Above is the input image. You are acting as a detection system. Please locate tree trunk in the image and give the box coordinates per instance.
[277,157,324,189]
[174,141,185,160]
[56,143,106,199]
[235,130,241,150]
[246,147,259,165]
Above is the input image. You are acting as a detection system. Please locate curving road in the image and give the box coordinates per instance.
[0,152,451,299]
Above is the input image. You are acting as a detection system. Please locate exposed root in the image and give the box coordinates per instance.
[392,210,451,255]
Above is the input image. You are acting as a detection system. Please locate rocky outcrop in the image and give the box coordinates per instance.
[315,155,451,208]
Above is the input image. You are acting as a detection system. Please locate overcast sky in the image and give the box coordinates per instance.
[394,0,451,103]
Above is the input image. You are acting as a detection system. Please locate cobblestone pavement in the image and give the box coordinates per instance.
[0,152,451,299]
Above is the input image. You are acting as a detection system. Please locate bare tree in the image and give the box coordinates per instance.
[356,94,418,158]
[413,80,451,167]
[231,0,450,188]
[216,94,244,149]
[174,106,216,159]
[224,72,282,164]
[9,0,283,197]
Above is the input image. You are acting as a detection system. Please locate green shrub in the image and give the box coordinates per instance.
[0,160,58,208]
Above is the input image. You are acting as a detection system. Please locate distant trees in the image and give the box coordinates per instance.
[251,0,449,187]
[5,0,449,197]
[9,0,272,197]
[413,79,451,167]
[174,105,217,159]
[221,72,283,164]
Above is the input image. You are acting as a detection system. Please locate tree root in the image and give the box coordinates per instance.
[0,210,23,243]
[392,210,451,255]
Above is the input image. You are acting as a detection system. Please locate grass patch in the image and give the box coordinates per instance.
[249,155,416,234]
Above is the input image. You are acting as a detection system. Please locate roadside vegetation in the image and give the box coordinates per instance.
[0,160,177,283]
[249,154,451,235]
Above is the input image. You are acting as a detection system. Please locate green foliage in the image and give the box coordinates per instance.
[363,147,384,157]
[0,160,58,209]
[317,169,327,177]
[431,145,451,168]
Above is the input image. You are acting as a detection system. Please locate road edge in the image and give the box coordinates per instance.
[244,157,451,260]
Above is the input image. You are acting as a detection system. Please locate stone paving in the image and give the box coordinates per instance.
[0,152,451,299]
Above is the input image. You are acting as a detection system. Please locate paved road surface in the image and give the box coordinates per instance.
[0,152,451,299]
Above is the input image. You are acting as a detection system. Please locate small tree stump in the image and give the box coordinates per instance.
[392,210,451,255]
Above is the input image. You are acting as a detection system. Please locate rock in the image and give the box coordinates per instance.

* _PROBLEM TO SOLVE_
Turn the lines above into a JSON list of strings, with one string for each line. Leave out any blank lines.

* _SOLUTION FOR THIS PROBLEM_
[
  "Above is the input image. You are acting as a detection system. Please locate tree trunk in the image and give the box coordinates per instance.",
  "[277,157,324,189]",
  "[174,141,185,160]",
  "[56,143,106,199]",
  "[235,130,241,150]",
  "[246,147,259,165]",
  "Above is the input image. You are acting as a detection system. Please locate curving road in the image and give the box coordinates per instance.",
  "[0,152,451,299]",
  "Above is the input image. You are acting as a detection system. Please locate exposed root in the image and give the box coordinates per instance.",
  "[392,210,451,255]",
  "Above is the input image. You are acting as a detection system. Please locate rocky outcrop in the image and give the box coordinates per instance.",
  "[315,155,451,208]",
  "Above is the input image. You are acting as a detection system. Please locate overcast sky in the image and give the box coordinates per instance.",
  "[394,0,451,103]",
  "Above is the input image. You are acting as a detection system. Please locate cobblestone pavement in the image and give the box coordinates per instance.",
  "[0,152,451,299]",
  "Above is the input image. You are acting as a detection system. Please locate bare tree in the image and give the box coordinates per instance.",
  "[356,94,418,158]",
  "[413,80,451,167]",
  "[231,0,450,188]",
  "[216,94,244,149]",
  "[174,106,216,159]",
  "[224,72,282,164]",
  "[9,0,283,197]",
  "Above is the input image. You are acting as a detection system. Please locate green shrub in the image and give the box coordinates per instance.",
  "[0,160,58,208]",
  "Above is the input image. You are acting as a detection system. Please locate distant trees in the image and give the box coordinates per instance.",
  "[251,0,449,187]",
  "[5,0,449,197]",
  "[9,0,272,197]",
  "[413,79,451,167]",
  "[174,105,217,159]",
  "[221,72,283,164]",
  "Above is the input image. You are acting as a detection system. Please locate tree root in the image and give the box coordinates per instance.",
  "[0,210,23,243]",
  "[392,210,451,255]",
  "Above is the input image. You are acting as a detection system. Please locate grass patch in the image and give the box coordinates per instance.",
  "[249,155,416,234]",
  "Above is the input image. You are acting as a detection system. Please locate roadside vegetation in the image and give the box coordinates per instance.",
  "[0,160,177,283]",
  "[249,154,451,235]",
  "Above is the input image. You are acting as a detection system. Please locate green foliage in the image and give the box coordinates per instance.",
  "[363,147,384,157]",
  "[0,160,58,209]",
  "[317,169,327,177]",
  "[431,145,451,168]",
  "Above is the input image. You are acting as a detection system. Please locate road edge in the image and give the box coordinates per instance.",
  "[244,157,451,260]",
  "Above is the input image. You are acting as a detection system. Please locate stone paving in the image and give the box coordinates per instance.",
  "[0,152,451,299]",
  "Above is the input image. You are acting as a detection system. Please locate paved road surface in the image and give the box coordinates per instance.",
  "[0,152,451,299]",
  "Above is the input image. You are acting as a detection system. Please locate small tree stump in the image and give the box coordinates per instance.",
  "[392,210,451,255]",
  "Above is the input image. You are acting as a detection system. Please locate rock in the image and give the box coordinates per instance."
]